*Problem to work on:* Can you set out every line of the records below as a Markdown table with the columns "Row" and "Line", numbering the rows and skipping blank lines? Leave the pictures out.

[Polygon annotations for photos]
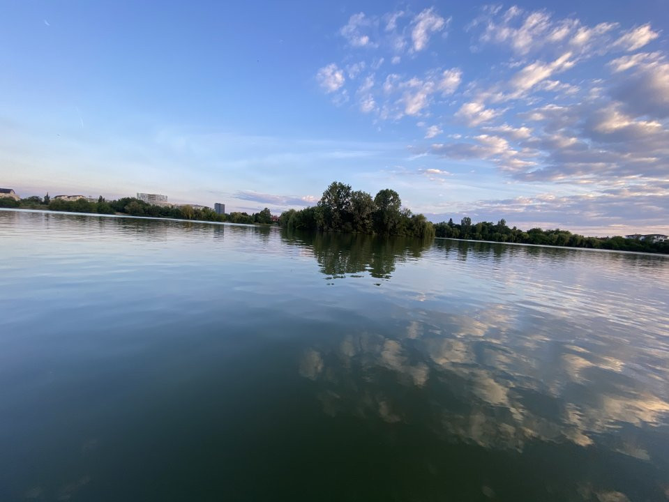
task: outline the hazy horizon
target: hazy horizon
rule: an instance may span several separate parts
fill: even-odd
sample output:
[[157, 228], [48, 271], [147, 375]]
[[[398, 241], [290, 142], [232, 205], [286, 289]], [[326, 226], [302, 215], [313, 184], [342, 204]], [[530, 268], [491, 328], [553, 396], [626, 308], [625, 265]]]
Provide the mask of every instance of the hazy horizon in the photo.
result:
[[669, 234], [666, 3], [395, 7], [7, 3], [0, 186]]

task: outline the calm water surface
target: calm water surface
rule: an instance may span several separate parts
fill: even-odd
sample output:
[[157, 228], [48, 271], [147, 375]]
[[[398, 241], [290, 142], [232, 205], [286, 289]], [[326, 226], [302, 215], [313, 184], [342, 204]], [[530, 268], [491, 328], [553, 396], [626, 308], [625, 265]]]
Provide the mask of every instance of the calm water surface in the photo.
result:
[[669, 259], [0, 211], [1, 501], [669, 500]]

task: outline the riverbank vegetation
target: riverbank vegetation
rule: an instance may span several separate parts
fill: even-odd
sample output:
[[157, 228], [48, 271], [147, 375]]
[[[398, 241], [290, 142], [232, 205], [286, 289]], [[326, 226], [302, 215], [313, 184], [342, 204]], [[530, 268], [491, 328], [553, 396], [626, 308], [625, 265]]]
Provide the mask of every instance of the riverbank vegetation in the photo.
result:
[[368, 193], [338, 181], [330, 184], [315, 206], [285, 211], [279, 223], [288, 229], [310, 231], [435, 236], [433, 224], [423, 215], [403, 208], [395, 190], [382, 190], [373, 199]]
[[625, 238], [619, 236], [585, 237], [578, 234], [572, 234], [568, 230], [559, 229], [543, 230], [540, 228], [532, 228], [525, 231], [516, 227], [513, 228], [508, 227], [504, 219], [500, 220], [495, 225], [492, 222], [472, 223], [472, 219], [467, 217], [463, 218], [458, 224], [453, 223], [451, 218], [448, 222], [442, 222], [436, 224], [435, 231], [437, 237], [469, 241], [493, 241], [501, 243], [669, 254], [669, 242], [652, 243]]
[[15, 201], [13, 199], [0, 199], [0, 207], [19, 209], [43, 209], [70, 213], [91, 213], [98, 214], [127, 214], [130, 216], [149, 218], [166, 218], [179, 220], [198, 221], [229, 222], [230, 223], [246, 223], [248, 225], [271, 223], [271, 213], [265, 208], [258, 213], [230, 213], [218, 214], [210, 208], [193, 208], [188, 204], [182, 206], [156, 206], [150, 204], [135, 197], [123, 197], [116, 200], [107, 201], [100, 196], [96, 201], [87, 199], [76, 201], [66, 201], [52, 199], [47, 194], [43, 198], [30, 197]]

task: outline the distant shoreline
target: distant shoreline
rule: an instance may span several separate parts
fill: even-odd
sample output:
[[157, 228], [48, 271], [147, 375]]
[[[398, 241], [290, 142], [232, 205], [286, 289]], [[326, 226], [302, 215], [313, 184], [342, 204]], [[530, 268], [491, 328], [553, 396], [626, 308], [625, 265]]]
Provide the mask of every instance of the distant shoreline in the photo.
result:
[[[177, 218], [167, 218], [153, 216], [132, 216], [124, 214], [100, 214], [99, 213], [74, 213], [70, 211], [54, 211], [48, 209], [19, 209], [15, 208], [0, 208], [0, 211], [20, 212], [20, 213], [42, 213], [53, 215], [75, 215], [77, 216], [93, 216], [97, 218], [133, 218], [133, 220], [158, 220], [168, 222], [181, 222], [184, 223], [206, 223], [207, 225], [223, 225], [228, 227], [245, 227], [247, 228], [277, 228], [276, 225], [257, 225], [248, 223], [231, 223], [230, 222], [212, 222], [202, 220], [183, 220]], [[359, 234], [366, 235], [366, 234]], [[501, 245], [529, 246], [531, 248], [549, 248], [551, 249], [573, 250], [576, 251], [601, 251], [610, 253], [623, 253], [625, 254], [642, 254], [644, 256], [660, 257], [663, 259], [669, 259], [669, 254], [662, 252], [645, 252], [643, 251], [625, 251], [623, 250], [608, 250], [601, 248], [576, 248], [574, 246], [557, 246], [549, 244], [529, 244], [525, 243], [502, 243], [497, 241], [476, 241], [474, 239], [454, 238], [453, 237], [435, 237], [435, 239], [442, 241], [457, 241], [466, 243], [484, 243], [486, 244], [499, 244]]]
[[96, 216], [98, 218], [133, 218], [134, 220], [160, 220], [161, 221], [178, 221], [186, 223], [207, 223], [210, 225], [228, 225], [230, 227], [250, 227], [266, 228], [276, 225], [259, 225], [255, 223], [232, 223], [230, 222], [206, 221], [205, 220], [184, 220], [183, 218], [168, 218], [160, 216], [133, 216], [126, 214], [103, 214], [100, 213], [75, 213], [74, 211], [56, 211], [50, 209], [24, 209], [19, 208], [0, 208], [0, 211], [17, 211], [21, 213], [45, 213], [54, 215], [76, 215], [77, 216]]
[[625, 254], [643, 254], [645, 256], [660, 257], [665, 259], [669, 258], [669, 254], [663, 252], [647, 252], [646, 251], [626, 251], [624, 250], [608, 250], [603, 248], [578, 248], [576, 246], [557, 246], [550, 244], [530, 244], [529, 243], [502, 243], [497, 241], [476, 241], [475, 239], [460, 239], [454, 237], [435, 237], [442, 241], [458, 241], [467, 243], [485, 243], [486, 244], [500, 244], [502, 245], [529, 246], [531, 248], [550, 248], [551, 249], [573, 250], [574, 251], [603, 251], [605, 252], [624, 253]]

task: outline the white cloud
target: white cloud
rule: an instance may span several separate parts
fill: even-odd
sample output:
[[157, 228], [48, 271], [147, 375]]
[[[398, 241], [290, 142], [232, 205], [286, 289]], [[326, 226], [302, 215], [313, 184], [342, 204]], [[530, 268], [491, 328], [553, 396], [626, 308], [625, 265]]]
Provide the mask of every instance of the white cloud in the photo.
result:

*Expected output:*
| Row | Line |
|---|---|
| 1 | task: outline the hazy horizon |
| 2 | target: hazy horizon |
| 3 | rule: an instance may span several separate parts |
| 4 | fill: even-odd |
| 5 | sample output: |
| 6 | [[157, 228], [48, 271], [147, 375]] |
| 7 | [[[398, 241], [290, 142], [232, 205], [286, 289]], [[326, 226], [302, 215], [313, 184], [342, 204]], [[530, 268], [491, 328], [553, 396], [626, 308], [625, 265]]] |
| 8 | Provide the mask of every instance of the hazy horizon in the photo. |
| 9 | result: |
| 10 | [[669, 234], [666, 3], [395, 7], [7, 3], [0, 186]] |
| 11 | task: outline the calm water surface |
| 12 | target: calm water surface |
| 13 | rule: an instance may span several separate parts |
| 14 | fill: even-odd |
| 15 | sample output: |
| 16 | [[157, 228], [48, 271], [147, 375]] |
| 17 | [[[398, 241], [290, 142], [232, 205], [286, 289]], [[326, 226], [302, 215], [313, 184], [342, 204]], [[530, 268], [491, 328], [553, 396], [626, 308], [625, 265]]] |
| 18 | Provide the mask of every instance of the calm water surface in the photo. |
| 19 | result: |
| 20 | [[669, 259], [0, 211], [1, 501], [669, 500]] |
| 21 | task: outline the riverbank vegetation |
| 22 | target: riverbank vegetation |
| 23 | rule: an instance may span several separate parts |
| 24 | fill: even-odd |
| 25 | sample output: |
| 26 | [[157, 228], [48, 271], [147, 375]] |
| 27 | [[[398, 241], [290, 142], [232, 205], [286, 289]], [[326, 226], [302, 215], [313, 184], [342, 204]], [[530, 268], [491, 328], [553, 396], [626, 308], [625, 265]]] |
| 28 | Provide the mask of every instance of the riverbank vegetation in the photo. |
| 29 | result: |
| 30 | [[368, 193], [338, 181], [330, 184], [315, 206], [285, 211], [279, 223], [288, 229], [310, 231], [435, 236], [433, 224], [423, 215], [403, 208], [395, 190], [382, 190], [373, 199]] |
| 31 | [[625, 238], [619, 236], [585, 237], [578, 234], [572, 234], [568, 230], [559, 229], [543, 230], [540, 228], [532, 228], [525, 231], [516, 227], [513, 228], [508, 227], [504, 219], [500, 220], [495, 225], [492, 222], [472, 223], [472, 219], [467, 217], [463, 218], [458, 224], [453, 223], [451, 218], [448, 222], [442, 222], [436, 224], [435, 231], [437, 237], [469, 241], [493, 241], [501, 243], [669, 254], [669, 242], [652, 243]] |
| 32 | [[15, 201], [13, 199], [0, 199], [0, 207], [19, 209], [43, 209], [70, 213], [91, 213], [98, 214], [127, 214], [130, 216], [149, 218], [166, 218], [179, 220], [198, 221], [229, 222], [230, 223], [246, 223], [248, 225], [271, 223], [271, 213], [265, 208], [258, 213], [230, 213], [218, 214], [210, 208], [193, 208], [188, 204], [182, 206], [156, 206], [150, 204], [135, 197], [123, 197], [116, 200], [107, 201], [100, 196], [96, 201], [87, 199], [76, 201], [66, 201], [52, 199], [47, 194], [43, 198], [30, 197]] |
| 33 | task: outline the distant shoreline |
| 34 | target: distant shoreline |
| 35 | rule: an instance may span several separate parts |
| 36 | fill: even-odd |
| 37 | sample output: |
| 38 | [[157, 228], [48, 271], [147, 375]] |
| 39 | [[[398, 241], [290, 142], [232, 205], [286, 289]], [[326, 226], [302, 215], [313, 184], [342, 204]], [[530, 268], [491, 328], [553, 396], [626, 308], [625, 265]]] |
| 40 | Provide the mask of every instance of the distant shoreline in the photo. |
| 41 | result: |
| 42 | [[[177, 218], [167, 218], [153, 216], [132, 216], [124, 214], [100, 214], [99, 213], [74, 213], [70, 211], [54, 211], [48, 209], [19, 209], [15, 208], [0, 208], [0, 211], [20, 212], [20, 213], [42, 213], [53, 215], [75, 215], [77, 216], [93, 216], [97, 218], [133, 218], [133, 220], [158, 220], [168, 222], [181, 222], [184, 223], [206, 223], [207, 225], [223, 225], [228, 227], [245, 227], [247, 228], [277, 228], [276, 225], [257, 225], [248, 223], [231, 223], [230, 222], [212, 222], [202, 220], [183, 220]], [[359, 234], [366, 235], [366, 234]], [[501, 245], [529, 246], [531, 248], [549, 248], [551, 249], [573, 250], [576, 251], [601, 251], [610, 253], [623, 253], [625, 254], [642, 254], [644, 256], [660, 257], [663, 259], [669, 259], [669, 254], [662, 252], [645, 252], [643, 251], [625, 251], [623, 250], [608, 250], [601, 248], [576, 248], [574, 246], [557, 246], [549, 244], [529, 244], [525, 243], [502, 243], [497, 241], [476, 241], [474, 239], [454, 238], [453, 237], [435, 237], [435, 239], [442, 241], [457, 241], [466, 243], [484, 243], [486, 244], [499, 244]]] |
| 43 | [[96, 216], [98, 218], [133, 218], [134, 220], [160, 220], [161, 221], [178, 221], [186, 223], [207, 223], [210, 225], [228, 225], [230, 227], [250, 227], [266, 228], [276, 225], [259, 225], [255, 223], [232, 223], [230, 222], [206, 221], [205, 220], [184, 220], [183, 218], [168, 218], [160, 216], [133, 216], [126, 214], [103, 214], [100, 213], [75, 213], [74, 211], [56, 211], [50, 209], [24, 209], [19, 208], [0, 208], [0, 211], [17, 211], [21, 213], [45, 213], [54, 215], [76, 215], [77, 216]] |
| 44 | [[625, 254], [643, 254], [645, 256], [660, 257], [665, 259], [669, 258], [669, 254], [663, 252], [647, 252], [646, 251], [626, 251], [624, 250], [608, 250], [603, 248], [578, 248], [576, 246], [557, 246], [550, 244], [530, 244], [529, 243], [502, 243], [497, 241], [476, 241], [475, 239], [460, 239], [454, 237], [435, 237], [442, 241], [458, 241], [467, 243], [485, 243], [486, 244], [500, 244], [502, 245], [529, 246], [531, 248], [550, 248], [551, 249], [573, 250], [574, 251], [603, 251], [605, 252], [624, 253]] |
| 45 | task: outline the white cloud |
| 46 | target: white cloud |
| 47 | rule: an instance may span several separate parts |
| 48 | fill: even-odd |
| 49 | sample output: |
| 50 | [[157, 228], [48, 271], [147, 375]] |
| 51 | [[[398, 241], [290, 142], [232, 205], [286, 289]], [[326, 226], [302, 215], [313, 184], [342, 204]], [[530, 268], [491, 328], [553, 396], [626, 308], [625, 265]]] |
| 52 | Provide the mask of every instance of the white cloud in the photo. |
| 53 | result: |